> [Objectif de l'exercice]
Dans l'extrait sur le pardon, que fait Dieu au jour du jugement si la personne à qui l'on a fait du mal nous pardonne ? Répondez en une phrase, s'il vous plaît.

> [Extrait du document]
***
Pour vous qui êtes musulmanes, qu’est-ce que le pardon ?

Même si on a commis beaucoup de péchés, Dieu nous pardonne. C’est pour ça que nous aussi, on pardonne. Des jeunes font des bêtises : il faut leur pardonner. Quand on a fait une bêtise, on se tourne vers Dieu et il pardonne. Mais si on continue, c’est autre chose.

On demande pardon quelquefois à quelqu’un pour éviter que Dieu nous juge. Si tu es injuste envers quelqu’un qui ne te pardonne pas, Dieu, bien sûr ne pourra pardonner. Mais si tu pardonnes à celui qui t’a fait du mal, l’affaire est réglée et Dieu n’a plus rien à dire. Il faut préciser qu’il y a des conditions pour que Dieu pardonne. On peut, par exemple, porter tort à quelqu’un sans l’avoir fait exprès. Mais j’ai besoin de Dieu pour pardonner moi-même. Je lui demande d’avoir la force de demander pardon. Si je n’ai pas la possibilité de pardonner, je demande à Dieu de le faire à ma place. Au jour du jugement si celui à que j’ai fait du mal me pardonne, Dieu me pardonne lui aussi. Dieu nous comprend : on fait des erreurs parce qu’on est fragile.
***
Entrées d'un jeu de données de pointage
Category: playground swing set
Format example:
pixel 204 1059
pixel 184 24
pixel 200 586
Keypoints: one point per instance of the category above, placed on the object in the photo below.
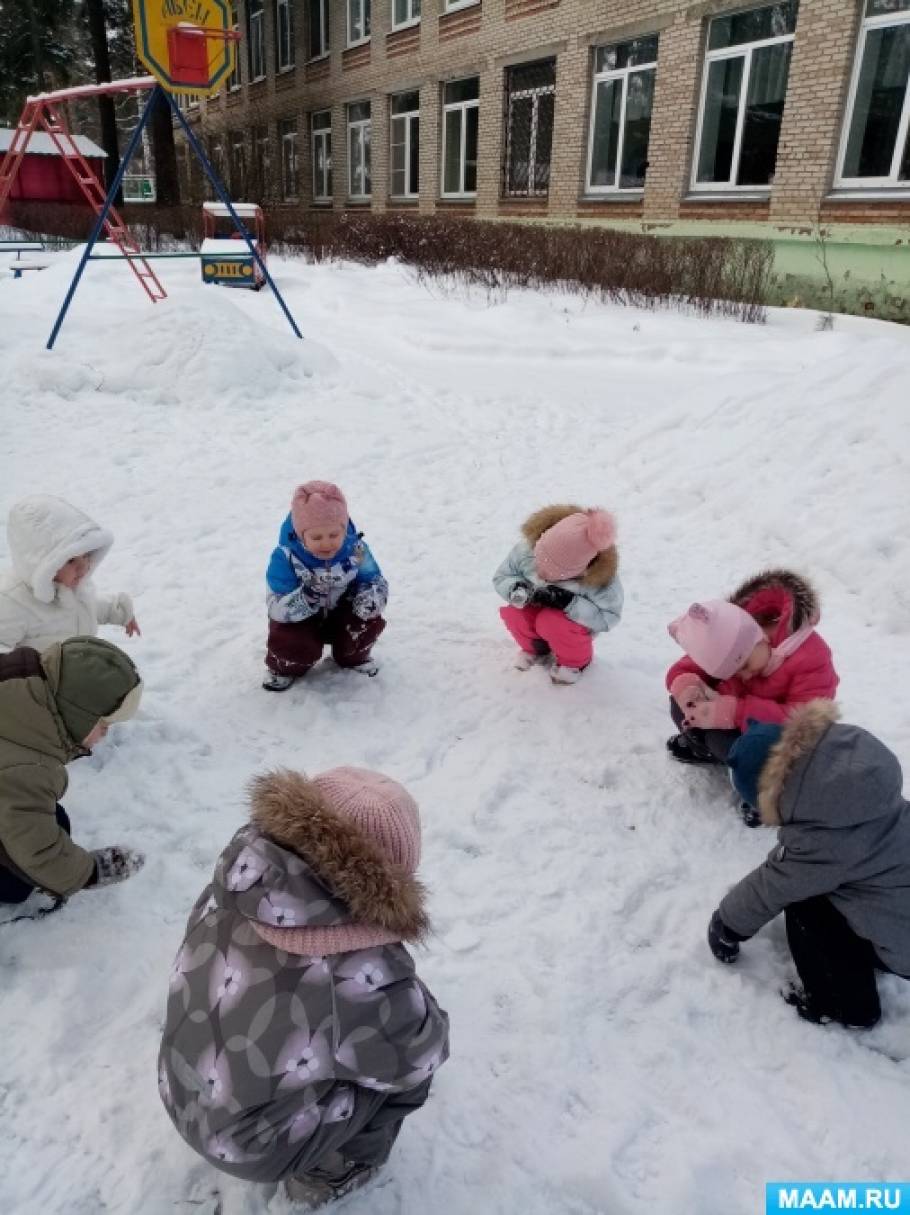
pixel 187 57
***
> [Réponse rédigée]
Dieu nous pardonne lui aussi.